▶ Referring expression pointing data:
^^^^^^^^^^^^^^^^
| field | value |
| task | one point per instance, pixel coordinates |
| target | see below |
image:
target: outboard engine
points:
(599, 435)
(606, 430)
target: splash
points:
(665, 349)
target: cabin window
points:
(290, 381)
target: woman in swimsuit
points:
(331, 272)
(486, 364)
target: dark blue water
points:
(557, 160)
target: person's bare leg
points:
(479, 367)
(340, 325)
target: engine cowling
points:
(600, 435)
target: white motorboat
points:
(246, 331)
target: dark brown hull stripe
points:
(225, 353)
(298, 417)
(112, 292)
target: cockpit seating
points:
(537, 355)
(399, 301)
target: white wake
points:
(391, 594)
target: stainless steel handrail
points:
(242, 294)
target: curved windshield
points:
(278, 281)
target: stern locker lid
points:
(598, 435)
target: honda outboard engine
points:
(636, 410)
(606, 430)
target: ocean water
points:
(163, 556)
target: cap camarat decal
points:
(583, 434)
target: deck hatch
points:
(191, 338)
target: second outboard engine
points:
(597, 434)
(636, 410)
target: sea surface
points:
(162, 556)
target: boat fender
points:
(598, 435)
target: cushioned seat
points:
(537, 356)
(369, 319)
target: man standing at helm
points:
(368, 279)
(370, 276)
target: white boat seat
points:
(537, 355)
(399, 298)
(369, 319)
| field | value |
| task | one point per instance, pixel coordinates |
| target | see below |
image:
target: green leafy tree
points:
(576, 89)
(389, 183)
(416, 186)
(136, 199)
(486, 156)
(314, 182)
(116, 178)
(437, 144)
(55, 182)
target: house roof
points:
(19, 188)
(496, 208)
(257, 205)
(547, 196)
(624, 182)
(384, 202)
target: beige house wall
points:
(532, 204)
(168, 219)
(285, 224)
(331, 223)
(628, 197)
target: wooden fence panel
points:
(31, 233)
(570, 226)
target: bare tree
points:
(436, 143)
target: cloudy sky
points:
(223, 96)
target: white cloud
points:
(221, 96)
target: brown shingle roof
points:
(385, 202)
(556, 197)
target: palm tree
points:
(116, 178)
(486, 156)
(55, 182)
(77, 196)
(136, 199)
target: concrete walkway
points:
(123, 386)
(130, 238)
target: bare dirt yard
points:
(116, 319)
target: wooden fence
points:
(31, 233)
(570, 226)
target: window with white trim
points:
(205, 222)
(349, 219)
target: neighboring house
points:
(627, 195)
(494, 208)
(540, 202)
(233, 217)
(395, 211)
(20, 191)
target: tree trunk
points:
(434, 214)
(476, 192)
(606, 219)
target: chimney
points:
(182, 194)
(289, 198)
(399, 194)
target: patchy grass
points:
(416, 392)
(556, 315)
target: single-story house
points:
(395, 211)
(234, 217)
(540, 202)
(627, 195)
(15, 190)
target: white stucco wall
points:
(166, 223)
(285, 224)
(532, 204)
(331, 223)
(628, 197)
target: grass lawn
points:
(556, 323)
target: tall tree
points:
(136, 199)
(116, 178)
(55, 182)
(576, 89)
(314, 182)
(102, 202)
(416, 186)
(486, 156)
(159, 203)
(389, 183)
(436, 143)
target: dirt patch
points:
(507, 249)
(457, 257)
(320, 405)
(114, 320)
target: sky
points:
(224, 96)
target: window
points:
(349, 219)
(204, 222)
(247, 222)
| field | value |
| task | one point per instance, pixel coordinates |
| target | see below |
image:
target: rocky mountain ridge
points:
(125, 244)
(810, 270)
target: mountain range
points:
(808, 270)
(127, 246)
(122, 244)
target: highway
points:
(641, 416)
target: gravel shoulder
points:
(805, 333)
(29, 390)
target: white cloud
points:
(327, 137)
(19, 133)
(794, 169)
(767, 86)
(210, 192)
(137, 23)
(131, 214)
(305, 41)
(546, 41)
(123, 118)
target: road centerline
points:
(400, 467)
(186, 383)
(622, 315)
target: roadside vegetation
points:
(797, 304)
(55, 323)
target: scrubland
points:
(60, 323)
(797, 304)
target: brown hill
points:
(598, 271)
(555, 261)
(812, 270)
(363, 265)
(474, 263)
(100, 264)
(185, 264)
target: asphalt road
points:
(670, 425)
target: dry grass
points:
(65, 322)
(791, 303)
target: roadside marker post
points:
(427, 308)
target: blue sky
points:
^^^^^^^^^^^^^^^^
▶ The task: Go through the records and copy each line with "roof" in it.

▶ Answer for this exercise:
target: house roof
target: brown shingle roof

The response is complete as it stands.